--- GIVEN TASK 1 ---
According to the page on the control system database tables, which table defines a list of valid device names?

### EXTRACTED TEXT ###

The LabelRec, DescRec and DataRec tables all work together to provide a definition of the data points in the control system.
More information concerning the use of the Label and RefName fields can be obtained in the operators manual in the section titled "Organization of machine parameters in the Control System Database".
The LabelRec table defines a list of valid device names.
Identifier for the device/group. (e.g. FC 01-1)
String describing the device. (e.g. Faraday Cup)
Comments field.
Not in use. The intention was to associate a part number for a controller with a label and print the information on the wire lists.
This table provides a view of individual parameters for a device. The bit field to be viewed comes from the DataRec table.
The current binary parameter values are located in DataRec.DataVal. A record in this table allows the word and the bit field within the word to be located, masked and right justified. Other fields determine how the value obtained is converted to a physical value and formatted for display.
A parameter value is extracted from the runtime database using DataCvt(). The scaled value is checked against the limit fields (PhyMin and PhyMax) and is returned along with an error code that indicates whether the value is within limits.
If the parameter is used for control, a field specifies the method for control input. See the section titled "CtKeys" for more information. A check is made to see if the writer is attempting to write a value within acceptable limits and if the writer has permission to write into the database through this record.
First half of the tag name. (e.g. FC 01-1)
Validated by LabelRec.Label.
Second half of the tag name. (e.g. PosSC)
Validated by RefKeys.RefName.
Specifies a logical (symbolic) link to another Label.
Specifies a logical (symbolic) link to another RefName. Causes the rest of the fields to be ignored and the fields of the linked Label/RefName pair to be used. It is highly recommended that all of the ignored fields be set to the equivalent of nil or 0. This is due to a possible future overriding capability. Using the same power supply for two pieces of equipment might be an example use for this. (e.g. EQ TX-1 PwrSC might link to CPS TX-1 PwrSC)
An eight char field containing the physical units string. (e.g. KV, V, A, G, or T)
Data conversion key.
Validated by Dkeys.DtNme.
See the section titled "DataTypes."
Display format key.
Validated by CrKeys.CrNme.
See the section titled "CrtKeys."

### DATA SHOWN ###

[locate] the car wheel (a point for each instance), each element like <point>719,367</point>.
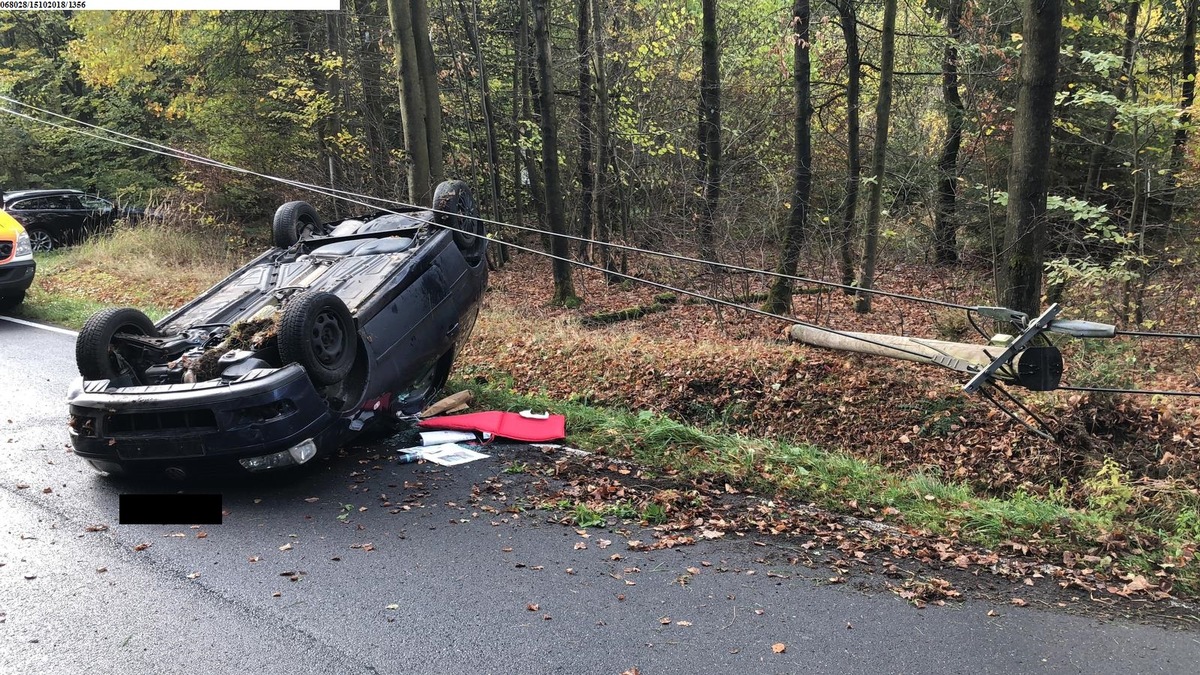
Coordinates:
<point>459,211</point>
<point>317,332</point>
<point>94,346</point>
<point>294,221</point>
<point>11,302</point>
<point>40,240</point>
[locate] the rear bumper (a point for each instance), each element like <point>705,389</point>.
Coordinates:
<point>16,276</point>
<point>263,412</point>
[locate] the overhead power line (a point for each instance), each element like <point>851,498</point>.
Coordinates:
<point>354,197</point>
<point>190,156</point>
<point>373,203</point>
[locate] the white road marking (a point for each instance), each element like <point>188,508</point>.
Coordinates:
<point>42,326</point>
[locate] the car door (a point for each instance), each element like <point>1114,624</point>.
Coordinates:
<point>76,219</point>
<point>97,213</point>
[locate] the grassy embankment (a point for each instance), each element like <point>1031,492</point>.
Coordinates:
<point>156,267</point>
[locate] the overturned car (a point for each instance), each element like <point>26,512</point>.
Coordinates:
<point>340,327</point>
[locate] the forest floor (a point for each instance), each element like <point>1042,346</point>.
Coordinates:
<point>1113,497</point>
<point>712,404</point>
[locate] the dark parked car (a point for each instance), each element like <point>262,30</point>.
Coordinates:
<point>319,338</point>
<point>17,266</point>
<point>57,217</point>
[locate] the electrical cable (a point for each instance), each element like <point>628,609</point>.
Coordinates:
<point>166,150</point>
<point>1152,334</point>
<point>353,196</point>
<point>631,278</point>
<point>1143,392</point>
<point>1025,408</point>
<point>983,392</point>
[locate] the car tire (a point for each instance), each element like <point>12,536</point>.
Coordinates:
<point>293,222</point>
<point>459,211</point>
<point>40,239</point>
<point>95,341</point>
<point>318,333</point>
<point>11,302</point>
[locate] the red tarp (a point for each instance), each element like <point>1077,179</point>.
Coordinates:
<point>503,424</point>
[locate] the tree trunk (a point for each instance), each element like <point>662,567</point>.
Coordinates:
<point>853,162</point>
<point>604,144</point>
<point>1025,228</point>
<point>779,300</point>
<point>1188,66</point>
<point>587,177</point>
<point>471,22</point>
<point>412,101</point>
<point>564,285</point>
<point>946,246</point>
<point>371,81</point>
<point>709,137</point>
<point>879,155</point>
<point>432,96</point>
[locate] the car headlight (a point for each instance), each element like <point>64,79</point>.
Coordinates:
<point>24,249</point>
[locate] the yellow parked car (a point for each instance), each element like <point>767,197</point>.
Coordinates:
<point>16,262</point>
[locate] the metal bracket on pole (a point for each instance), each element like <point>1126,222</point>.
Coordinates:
<point>1031,330</point>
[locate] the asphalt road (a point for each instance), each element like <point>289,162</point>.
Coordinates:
<point>438,583</point>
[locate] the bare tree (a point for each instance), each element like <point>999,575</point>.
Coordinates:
<point>471,25</point>
<point>946,249</point>
<point>709,137</point>
<point>587,177</point>
<point>849,18</point>
<point>564,285</point>
<point>604,143</point>
<point>1025,228</point>
<point>779,300</point>
<point>879,155</point>
<point>412,101</point>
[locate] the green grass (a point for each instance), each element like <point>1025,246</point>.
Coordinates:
<point>154,267</point>
<point>922,499</point>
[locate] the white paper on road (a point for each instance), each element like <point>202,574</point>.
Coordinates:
<point>450,454</point>
<point>448,436</point>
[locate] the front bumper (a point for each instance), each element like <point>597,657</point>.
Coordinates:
<point>16,276</point>
<point>265,411</point>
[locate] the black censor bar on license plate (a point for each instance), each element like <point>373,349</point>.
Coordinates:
<point>171,509</point>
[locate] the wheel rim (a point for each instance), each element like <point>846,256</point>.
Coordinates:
<point>328,339</point>
<point>40,240</point>
<point>305,227</point>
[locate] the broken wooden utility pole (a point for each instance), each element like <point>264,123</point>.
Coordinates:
<point>1009,358</point>
<point>898,347</point>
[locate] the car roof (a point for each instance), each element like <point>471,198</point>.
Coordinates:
<point>24,193</point>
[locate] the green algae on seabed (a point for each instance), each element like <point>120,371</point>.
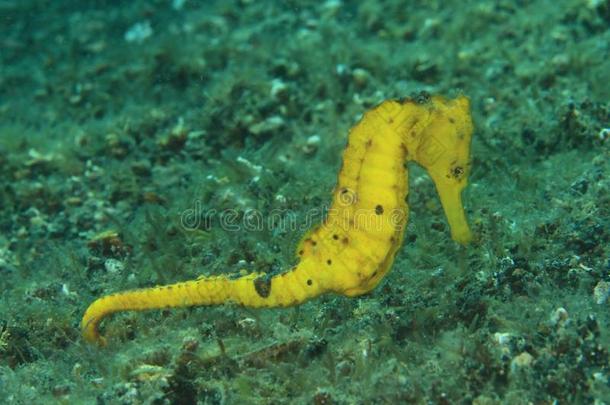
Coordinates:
<point>228,109</point>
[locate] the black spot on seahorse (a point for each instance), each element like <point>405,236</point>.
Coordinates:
<point>262,285</point>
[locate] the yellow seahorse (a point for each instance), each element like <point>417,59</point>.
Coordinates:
<point>353,249</point>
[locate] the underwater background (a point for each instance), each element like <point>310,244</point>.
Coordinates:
<point>131,131</point>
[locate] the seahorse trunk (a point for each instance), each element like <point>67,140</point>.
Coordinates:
<point>353,249</point>
<point>253,290</point>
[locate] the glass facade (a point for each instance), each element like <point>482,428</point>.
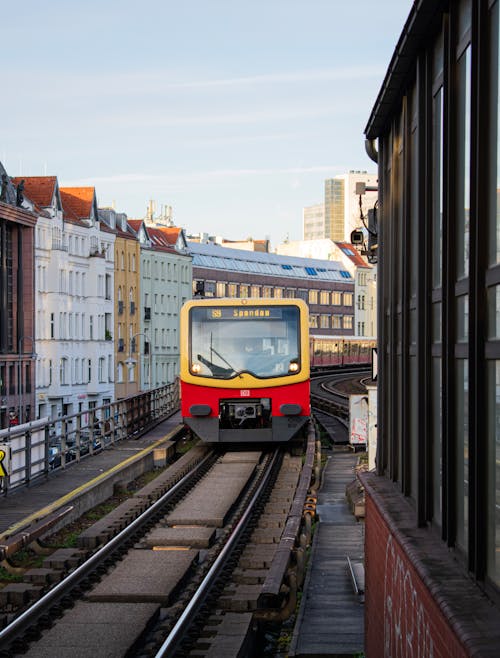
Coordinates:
<point>439,286</point>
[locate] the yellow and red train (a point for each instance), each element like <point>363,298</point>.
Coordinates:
<point>245,369</point>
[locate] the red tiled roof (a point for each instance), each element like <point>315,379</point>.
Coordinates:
<point>352,253</point>
<point>159,238</point>
<point>77,201</point>
<point>171,234</point>
<point>135,224</point>
<point>40,189</point>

###

--- GIVEN TASK 2 ---
Write out the entries from the line with "[locate] the red tarp" to the line with "<point>24,249</point>", including both of those lines.

--- EXERCISE ANSWER 1 ---
The LabelRec table.

--- EXERCISE ANSWER 2 ---
[locate] the red tarp (a point for each instance), each element like <point>1077,179</point>.
Coordinates:
<point>503,424</point>
[locate] the tree trunk (a point for each instance), each element like <point>662,567</point>.
Coordinates:
<point>853,162</point>
<point>604,144</point>
<point>1025,228</point>
<point>779,300</point>
<point>1188,66</point>
<point>587,177</point>
<point>471,22</point>
<point>412,101</point>
<point>564,285</point>
<point>946,246</point>
<point>371,81</point>
<point>709,137</point>
<point>879,155</point>
<point>432,96</point>
[locate] the car headlight (a point for each instance), each element like <point>64,79</point>.
Coordinates:
<point>24,249</point>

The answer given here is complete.